====== Data provided

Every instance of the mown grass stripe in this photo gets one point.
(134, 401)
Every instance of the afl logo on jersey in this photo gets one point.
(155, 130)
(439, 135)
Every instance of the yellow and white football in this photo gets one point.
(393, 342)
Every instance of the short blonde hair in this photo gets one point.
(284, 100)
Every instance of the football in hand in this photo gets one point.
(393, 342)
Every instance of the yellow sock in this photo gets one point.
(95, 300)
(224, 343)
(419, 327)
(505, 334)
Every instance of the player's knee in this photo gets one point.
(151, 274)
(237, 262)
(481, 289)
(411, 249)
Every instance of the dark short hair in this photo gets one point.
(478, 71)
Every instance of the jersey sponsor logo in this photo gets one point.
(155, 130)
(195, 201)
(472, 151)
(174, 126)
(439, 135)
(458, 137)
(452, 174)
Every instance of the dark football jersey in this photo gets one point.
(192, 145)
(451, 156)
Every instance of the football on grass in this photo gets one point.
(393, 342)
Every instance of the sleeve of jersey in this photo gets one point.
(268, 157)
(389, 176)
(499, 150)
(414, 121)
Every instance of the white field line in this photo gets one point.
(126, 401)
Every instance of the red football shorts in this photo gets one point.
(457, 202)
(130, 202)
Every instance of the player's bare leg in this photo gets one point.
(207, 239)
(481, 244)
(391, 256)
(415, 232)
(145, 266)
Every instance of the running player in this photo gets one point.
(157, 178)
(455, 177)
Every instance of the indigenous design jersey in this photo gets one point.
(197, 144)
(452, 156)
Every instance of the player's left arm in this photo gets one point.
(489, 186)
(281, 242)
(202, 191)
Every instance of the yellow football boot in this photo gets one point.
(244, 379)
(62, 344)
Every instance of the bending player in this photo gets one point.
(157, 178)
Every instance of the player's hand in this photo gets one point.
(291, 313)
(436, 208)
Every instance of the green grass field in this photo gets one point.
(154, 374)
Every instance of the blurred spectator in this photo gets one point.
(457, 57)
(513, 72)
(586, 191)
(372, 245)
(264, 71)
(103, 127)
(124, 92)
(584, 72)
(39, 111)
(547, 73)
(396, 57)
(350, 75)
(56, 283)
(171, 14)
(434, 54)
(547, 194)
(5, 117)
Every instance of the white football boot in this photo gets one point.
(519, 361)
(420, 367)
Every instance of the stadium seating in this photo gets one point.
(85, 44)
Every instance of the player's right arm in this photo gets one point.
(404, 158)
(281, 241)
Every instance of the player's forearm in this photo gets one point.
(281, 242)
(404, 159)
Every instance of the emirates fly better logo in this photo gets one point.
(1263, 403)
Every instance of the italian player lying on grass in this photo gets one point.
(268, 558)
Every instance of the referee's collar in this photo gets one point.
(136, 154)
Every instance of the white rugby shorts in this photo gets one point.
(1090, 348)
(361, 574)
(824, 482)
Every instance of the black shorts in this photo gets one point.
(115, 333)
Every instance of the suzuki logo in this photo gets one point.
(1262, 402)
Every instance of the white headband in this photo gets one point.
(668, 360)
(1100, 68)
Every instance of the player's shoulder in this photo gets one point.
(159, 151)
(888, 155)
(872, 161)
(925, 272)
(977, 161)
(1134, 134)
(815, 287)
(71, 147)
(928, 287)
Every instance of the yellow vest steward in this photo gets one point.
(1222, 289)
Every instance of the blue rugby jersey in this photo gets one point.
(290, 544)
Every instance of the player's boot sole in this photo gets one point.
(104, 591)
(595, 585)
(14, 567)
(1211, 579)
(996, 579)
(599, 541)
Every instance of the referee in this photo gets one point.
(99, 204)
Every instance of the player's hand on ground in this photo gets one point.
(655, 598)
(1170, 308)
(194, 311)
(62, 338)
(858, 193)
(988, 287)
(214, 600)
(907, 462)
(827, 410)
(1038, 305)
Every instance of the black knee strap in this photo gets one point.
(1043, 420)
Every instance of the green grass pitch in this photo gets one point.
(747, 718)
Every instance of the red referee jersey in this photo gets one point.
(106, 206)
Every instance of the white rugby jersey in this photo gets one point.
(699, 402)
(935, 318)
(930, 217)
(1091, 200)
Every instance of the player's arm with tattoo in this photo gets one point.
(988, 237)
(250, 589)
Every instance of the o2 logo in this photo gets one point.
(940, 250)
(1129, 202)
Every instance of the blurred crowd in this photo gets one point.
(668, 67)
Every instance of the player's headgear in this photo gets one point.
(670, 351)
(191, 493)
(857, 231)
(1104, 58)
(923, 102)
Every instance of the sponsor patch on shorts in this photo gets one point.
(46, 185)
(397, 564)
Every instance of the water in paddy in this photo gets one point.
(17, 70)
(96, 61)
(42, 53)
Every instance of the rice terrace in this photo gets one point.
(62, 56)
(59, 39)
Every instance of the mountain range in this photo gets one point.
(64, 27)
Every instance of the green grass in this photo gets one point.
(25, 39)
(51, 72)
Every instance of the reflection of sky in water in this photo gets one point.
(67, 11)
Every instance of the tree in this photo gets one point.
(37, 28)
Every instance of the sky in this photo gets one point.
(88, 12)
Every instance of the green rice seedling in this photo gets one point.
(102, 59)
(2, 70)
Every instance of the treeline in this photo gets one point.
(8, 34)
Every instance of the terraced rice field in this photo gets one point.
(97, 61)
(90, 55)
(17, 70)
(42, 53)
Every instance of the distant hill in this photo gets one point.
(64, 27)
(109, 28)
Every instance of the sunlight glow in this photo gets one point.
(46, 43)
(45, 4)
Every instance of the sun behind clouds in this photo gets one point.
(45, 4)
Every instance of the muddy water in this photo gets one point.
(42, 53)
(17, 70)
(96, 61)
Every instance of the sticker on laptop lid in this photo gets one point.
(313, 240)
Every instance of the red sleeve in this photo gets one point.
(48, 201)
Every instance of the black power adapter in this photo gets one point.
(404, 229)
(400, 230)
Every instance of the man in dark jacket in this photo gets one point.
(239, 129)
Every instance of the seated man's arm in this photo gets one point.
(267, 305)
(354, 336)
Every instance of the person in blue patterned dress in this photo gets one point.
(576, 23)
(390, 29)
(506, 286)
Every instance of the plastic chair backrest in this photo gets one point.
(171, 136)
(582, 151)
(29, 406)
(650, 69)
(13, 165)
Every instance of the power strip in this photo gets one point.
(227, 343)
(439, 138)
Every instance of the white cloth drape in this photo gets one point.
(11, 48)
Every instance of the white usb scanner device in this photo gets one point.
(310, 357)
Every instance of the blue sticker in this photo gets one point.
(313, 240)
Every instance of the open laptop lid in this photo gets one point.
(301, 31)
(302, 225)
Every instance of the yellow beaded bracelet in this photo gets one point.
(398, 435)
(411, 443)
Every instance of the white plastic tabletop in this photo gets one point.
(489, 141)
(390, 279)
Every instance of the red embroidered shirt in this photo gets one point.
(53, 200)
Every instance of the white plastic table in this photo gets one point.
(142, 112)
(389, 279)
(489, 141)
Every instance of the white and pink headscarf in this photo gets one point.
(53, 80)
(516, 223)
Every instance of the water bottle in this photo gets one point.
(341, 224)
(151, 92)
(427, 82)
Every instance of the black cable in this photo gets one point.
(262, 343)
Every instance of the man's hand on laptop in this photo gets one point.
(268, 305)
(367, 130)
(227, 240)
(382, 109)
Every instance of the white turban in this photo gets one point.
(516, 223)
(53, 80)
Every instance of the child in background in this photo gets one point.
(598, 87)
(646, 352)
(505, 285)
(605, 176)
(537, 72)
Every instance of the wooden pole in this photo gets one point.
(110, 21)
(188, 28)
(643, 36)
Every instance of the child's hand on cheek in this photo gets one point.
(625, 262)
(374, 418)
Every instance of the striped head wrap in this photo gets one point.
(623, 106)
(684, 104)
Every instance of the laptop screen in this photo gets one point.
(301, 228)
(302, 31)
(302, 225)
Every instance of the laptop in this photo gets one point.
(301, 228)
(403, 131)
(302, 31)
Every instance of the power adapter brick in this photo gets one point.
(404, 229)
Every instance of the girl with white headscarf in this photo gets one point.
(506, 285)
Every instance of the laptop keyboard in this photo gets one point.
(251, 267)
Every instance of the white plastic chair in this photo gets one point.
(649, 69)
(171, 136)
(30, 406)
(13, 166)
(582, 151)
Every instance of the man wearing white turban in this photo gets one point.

============

§ Set exercise
Rewrite the entries from the line containing "Every instance of the laptop keyboard" through the end, with "white plastic chair" replaced by "gray plastic chair" and everything else unchanged.

§ Exercise result
Every instance of the laptop keyboard in this photo gets one point.
(251, 267)
Every instance of the gray plastic chair in this photo gets one point.
(649, 69)
(171, 136)
(30, 406)
(13, 166)
(582, 151)
Every instance of the man wearing white turban in this photo gets one point.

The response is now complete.